*Selected passage*:

◇ ◇ ◇ ◇ ◇

This follows a settlement deal agreed with US Department of Justice (DoJ) regulators in May, in terms of which the company was charged with, and pleaded guilty to, violation of the US Foreign Corrupt Practices Act (FCPA) and a commodity price manipulation scheme. Glencore was forced to pay $700-million in criminal penalties and forfeiture.

The size of the US award pushes Glencore into the big league of proven corrupting companies. It assumes its place among the enforcement log kept by the US anticorruption site, the FCPA blog. Glencore joins US-based Goldman Sachs ($3.3-billion), France’s Airbus ($2.09- billion) Brazil’s Petrobras ($1.7-billion), Sweden’s Ericsson ($1.06-billion) and Telia ($1.01-billion), Russia’s MTS ($850-million), Germany’s Siemens ($800-million), the Netherlands’ Vimpel ($795-million) and France’s Alstom ($772-million) as this list’s tenth member.

Glencore plc has set aside some $1.5- billion for estimated fines for what the UK judge, Justice Peter Fraser, described as “not only significant criminality but sophisticated devices to disguise it”. This echoes the statement of the US attorney for the Southern District of New York earlier this year that for Glencore “bribery was built into the corporate culture”. The company’s shareholders may feel that that money would be better spent on dividends or even on community-based programmes in the countries from which it derives its revenue.

The investigation that led to these record fines revealed a cavalier attitude to all international anticorruption norms, starting with the executive leadership’s attitude to win business “no matter what it takes”, according to US attorneys. Indeed, two of the individuals involved in the bribery scheme were members of Glencore’s Business Ethics Committee!

Glencore executives hired private jets to ferry money from one African country to another to pay bribes in Nigeria, Cameroon, Equatorial Guinea, Cote d’Ivoire and South Sudan. The company kept a cash desk in Switzerland to fund the bribes, which were variously described as expenses – up to $15-million worth of office expenses. The SFO reported that two of Glencore’s West Africa desk executives flew to South Sudan by private jet, carrying $800 000 in cash. The money had been withdrawn from the cash desk at Glencore plc’s Swiss headquarters and recorded as expenses for “opening [the] office in South Sudan”. The money was paid through a local agent to officials in the newly established government in South Sudan.

The SFO’s successful prosecution of Glencore represents a significant first for the understaffed and poorly funded agency, which has made a series of blunders in recent years, with costly prosecutions coming to nothing.

The Glencore case is the first in which a corporate has been convicted under the UK’s Bribery Act 2010 “for the active authorisation of bribery, rather than purely a failure to prevent it”. With a significant notch on its belt, and its £4-million ($4.64-million) costs paid as part of the settlement, its confidence to do more is likely to have increased. What is also new is the increased cooperation between international regulators and enforcement agencies – in this case, between US and UK regulators in the investigation and prosecution of Glencore. Moreover, law firms are increasingly looking to define and to represent victims of the crimes of bribery and corruption, whether they be corporate rivals that lost out on deals that were won with bribes or governments.

◇ ◇ ◇ ◇ ◇

*Material*:
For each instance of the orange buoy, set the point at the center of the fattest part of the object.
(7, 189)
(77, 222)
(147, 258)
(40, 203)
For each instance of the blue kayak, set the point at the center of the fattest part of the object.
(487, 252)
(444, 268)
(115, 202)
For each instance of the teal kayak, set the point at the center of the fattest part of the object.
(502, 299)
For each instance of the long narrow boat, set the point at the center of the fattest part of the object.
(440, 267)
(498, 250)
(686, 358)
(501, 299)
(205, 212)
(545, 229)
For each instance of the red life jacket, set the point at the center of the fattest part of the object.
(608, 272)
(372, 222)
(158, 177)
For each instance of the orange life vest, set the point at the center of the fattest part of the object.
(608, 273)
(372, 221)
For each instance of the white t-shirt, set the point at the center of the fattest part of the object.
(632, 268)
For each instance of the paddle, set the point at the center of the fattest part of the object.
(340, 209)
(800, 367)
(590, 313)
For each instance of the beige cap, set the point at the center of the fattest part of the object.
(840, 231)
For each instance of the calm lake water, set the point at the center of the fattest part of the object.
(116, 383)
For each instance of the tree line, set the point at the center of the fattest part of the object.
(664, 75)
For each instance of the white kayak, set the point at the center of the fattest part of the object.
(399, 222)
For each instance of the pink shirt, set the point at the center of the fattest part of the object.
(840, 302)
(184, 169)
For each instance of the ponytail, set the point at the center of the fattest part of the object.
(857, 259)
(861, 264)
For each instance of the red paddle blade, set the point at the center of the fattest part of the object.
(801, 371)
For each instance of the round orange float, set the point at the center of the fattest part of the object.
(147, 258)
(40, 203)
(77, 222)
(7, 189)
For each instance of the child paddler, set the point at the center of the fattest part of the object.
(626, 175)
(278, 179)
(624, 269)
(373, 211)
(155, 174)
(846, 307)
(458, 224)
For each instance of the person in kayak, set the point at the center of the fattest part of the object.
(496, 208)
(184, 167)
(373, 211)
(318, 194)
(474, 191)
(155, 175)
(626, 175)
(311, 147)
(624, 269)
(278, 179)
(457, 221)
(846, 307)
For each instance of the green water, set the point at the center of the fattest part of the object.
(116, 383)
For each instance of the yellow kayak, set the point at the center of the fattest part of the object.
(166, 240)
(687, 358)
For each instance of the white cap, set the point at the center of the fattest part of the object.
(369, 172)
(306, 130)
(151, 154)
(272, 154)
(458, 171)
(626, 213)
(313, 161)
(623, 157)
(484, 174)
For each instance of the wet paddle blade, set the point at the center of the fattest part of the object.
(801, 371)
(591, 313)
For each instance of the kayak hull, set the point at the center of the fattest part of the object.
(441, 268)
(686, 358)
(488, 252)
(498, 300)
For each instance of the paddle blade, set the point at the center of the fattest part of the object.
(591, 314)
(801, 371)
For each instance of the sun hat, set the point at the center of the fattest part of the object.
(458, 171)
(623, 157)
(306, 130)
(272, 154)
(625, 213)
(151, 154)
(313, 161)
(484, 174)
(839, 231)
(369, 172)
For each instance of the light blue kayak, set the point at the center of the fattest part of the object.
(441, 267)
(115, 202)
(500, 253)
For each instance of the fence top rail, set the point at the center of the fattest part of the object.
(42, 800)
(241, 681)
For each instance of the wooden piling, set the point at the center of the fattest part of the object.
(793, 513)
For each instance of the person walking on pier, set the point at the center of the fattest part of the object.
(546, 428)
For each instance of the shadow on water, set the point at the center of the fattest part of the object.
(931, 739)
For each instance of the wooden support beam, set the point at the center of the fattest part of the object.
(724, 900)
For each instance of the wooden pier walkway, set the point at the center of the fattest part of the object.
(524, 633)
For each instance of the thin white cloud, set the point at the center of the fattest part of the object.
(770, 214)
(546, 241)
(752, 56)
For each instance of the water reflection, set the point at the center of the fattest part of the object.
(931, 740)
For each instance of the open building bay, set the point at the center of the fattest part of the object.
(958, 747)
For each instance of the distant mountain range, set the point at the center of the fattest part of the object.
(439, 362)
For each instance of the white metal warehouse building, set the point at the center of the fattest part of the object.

◇ ◇ ◇ ◇ ◇

*Problems to work on*:
**1.** In the Glencore article, begin at the words "Glencore executives hired" and stop after "in South Sudan.", then reproduce that span with "cash desk" substituted by "cash office".
**2.** Rewrite as a numbered list the lines of the listing that begin at the line that has "For each instance of the water" and stop after the last line of the listing, including both ends and omitting blank lines.
The article and the listing come from unrelated sources.

*Solutions to each task*:
**1.**
Glencore executives hired private jets to ferry money from one African country to another to pay bribes in Nigeria, Cameroon, Equatorial Guinea, Cote d’Ivoire and South Sudan. The company kept a cash office in Switzerland to fund the bribes, which were variously described as expenses – up to $15-million worth of office expenses. The SFO reported that two of Glencore’s West Africa desk executives flew to South Sudan by private jet, carrying $800 000 in cash. The money had been withdrawn from the cash office at Glencore plc’s Swiss headquarters and recorded as expenses for “opening [the] office in South Sudan”. The money was paid through a local agent to officials in the newly established government in South Sudan.

**2.**
1. For each instance of the water reflection, set the point at the center of the fattest part of the object.
2. (931, 740)
3. For each instance of the open building bay, set the point at the center of the fattest part of the object.
4. (958, 747)
5. For each instance of the distant mountain range, set the point at the center of the fattest part of the object.
6. (439, 362)
7. For each instance of the white metal warehouse building, set the point at the center of the fattest part of the object.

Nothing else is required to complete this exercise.